- What is expected
Each line below should be set down again unchanged.

*** Data provided ***

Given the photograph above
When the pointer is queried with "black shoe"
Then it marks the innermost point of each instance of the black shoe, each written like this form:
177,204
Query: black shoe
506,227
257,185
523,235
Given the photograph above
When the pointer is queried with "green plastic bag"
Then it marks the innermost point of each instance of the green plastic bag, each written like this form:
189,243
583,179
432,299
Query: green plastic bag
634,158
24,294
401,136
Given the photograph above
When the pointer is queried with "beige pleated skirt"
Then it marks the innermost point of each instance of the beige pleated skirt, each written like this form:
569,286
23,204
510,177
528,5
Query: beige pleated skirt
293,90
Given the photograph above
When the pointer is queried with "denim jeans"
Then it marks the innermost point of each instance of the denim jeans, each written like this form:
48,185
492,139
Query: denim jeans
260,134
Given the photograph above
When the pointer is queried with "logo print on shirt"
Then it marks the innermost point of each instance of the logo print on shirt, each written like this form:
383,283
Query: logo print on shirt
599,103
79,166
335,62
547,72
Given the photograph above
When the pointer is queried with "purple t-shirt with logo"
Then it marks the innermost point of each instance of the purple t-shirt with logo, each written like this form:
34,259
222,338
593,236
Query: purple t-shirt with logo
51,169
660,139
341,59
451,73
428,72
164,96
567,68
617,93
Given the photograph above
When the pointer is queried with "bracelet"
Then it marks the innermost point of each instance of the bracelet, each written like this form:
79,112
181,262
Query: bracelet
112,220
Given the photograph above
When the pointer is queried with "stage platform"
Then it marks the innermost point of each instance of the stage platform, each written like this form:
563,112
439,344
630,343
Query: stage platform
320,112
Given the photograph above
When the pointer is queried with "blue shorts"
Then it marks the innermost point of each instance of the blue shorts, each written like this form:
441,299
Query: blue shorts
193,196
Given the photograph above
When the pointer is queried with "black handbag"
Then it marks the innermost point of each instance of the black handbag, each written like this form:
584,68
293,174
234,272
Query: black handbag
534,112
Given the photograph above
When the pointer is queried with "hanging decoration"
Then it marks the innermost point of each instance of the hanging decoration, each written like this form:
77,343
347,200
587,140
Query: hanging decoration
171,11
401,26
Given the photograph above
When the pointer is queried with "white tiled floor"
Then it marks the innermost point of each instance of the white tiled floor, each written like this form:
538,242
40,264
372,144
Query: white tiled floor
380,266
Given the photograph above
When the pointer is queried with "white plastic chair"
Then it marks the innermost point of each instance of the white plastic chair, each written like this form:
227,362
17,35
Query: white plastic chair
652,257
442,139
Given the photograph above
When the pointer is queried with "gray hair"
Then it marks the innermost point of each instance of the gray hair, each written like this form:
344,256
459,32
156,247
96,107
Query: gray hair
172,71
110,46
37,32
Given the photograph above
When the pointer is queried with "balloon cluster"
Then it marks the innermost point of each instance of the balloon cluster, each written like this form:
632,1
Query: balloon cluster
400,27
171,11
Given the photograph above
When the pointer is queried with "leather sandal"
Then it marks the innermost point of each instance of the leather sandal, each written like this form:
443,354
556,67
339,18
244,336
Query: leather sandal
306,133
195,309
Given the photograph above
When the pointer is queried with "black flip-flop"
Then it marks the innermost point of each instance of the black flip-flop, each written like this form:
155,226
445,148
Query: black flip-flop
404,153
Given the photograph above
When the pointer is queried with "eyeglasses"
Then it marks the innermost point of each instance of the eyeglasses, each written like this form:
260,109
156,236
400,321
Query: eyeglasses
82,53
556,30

***

- Answer area
Given the photograph above
When the pointer is queried with "black shoe"
Then it marks the innermost point of each instance of the black shoe, each written like this form:
177,204
Query: black shoe
506,227
257,185
523,235
Given the photograph above
When the pointer is queried with "green plastic bag"
Then it marks the innermost point of each instance of the green plastic bag, each written like this form:
189,243
583,179
432,299
Query: green plastic bag
634,158
24,294
401,136
Given the photograph above
When the pointer is queried with "beige pleated skirt"
Then it marks the innermost point of each instance of the beige pleated skirt, each written like this form:
569,286
23,204
510,177
528,5
Query: beige pleated skirt
293,90
Given the photograph above
When the pointer is queried with "denim jeans"
Then it marks the innermost point of each instance of the denim jeans, each written like this form:
48,185
492,139
Query: denim jeans
260,134
Given the photograph above
When the pointer is queried with "logo print on shirt"
Then it marks the innermost point of each instance of the logo print on shirt, each written like this form:
383,283
Query: logo print on shirt
599,103
79,166
335,62
547,72
Given the photograph above
When the pointer is queried with "purple t-shirt with logo"
Then it marks the innermost point of each instance of the purple t-shirt with logo, each written like this form:
34,259
222,338
593,236
Query: purple t-shirt with logo
51,169
660,139
341,59
451,73
428,72
164,96
567,68
617,93
Given the photograph above
When the pointer is queried with "bracelet"
Then it marks the innermost point of each instance of the bracelet, each written like this form:
79,112
181,262
Query: bracelet
112,220
Given the photograph above
When the pointer is queried with "stage platform"
Then it marks the innermost point of each instance of the stage platform, each written like this form:
563,112
439,344
630,343
Query: stage platform
320,112
Given the photograph above
When the pointer is queried with "blue shorts"
Then it marks the innermost point of each instance of the blue shorts, each written like this form:
441,299
Query: blue shorts
193,196
Given the photograph above
When the pointer is queried with "black handbag"
Then it marks the innermost point of each instance of the black handbag, each written like this form:
584,68
293,174
234,272
Query: black handbag
534,112
Given the photograph above
When the pointer is queried with "hanging decoration"
Then it marks the innermost point of each instance of the hanging decoration, each written like this form:
77,343
347,200
587,140
Query: hanging decoration
171,11
401,26
Given the photograph above
When the pointer is queried with "white tiled floor"
Then it marks the innermost point of each instance of the white tiled floor, each written like this form:
538,242
40,264
372,144
Query: white tiled floor
380,266
Given the photograph above
When the pointer is queried with "white plastic chair"
Then it marks the innermost point of each instance of the white plastic chair, each written like this form:
227,362
17,35
Query: white plastic chair
652,257
442,139
Given the photograph above
When the pointer is queried with "gray hair"
Then it marks the innermost point of each instance of the gray hair, each written like this form:
344,256
459,32
156,247
96,107
Query: gray hair
172,71
110,46
37,32
Given the photograph above
When the pointer is queried with "balloon cluster"
Then it marks the innermost point of each instance of the balloon cluster, each written like this form:
632,1
Query: balloon cluster
400,27
171,11
Given the photograph above
When the pointer is queried with "leather sandal"
Then it marks the innermost point of each instance of the leather sandal, each written like this form:
443,354
556,67
339,18
244,336
Query: leather sandal
306,133
195,309
Given the photograph above
When the pointer is queried with "black flip-flop"
Then it marks the innermost point of each instance of the black flip-flop, each written like this form:
155,226
445,148
Query: black flip-flop
404,153
Given the photograph above
When the pointer is queried with "eyeglasses"
Then it marks the innermost point of each instance of the eyeglasses, each written like this form:
260,109
156,236
400,321
Query: eyeglasses
82,53
556,30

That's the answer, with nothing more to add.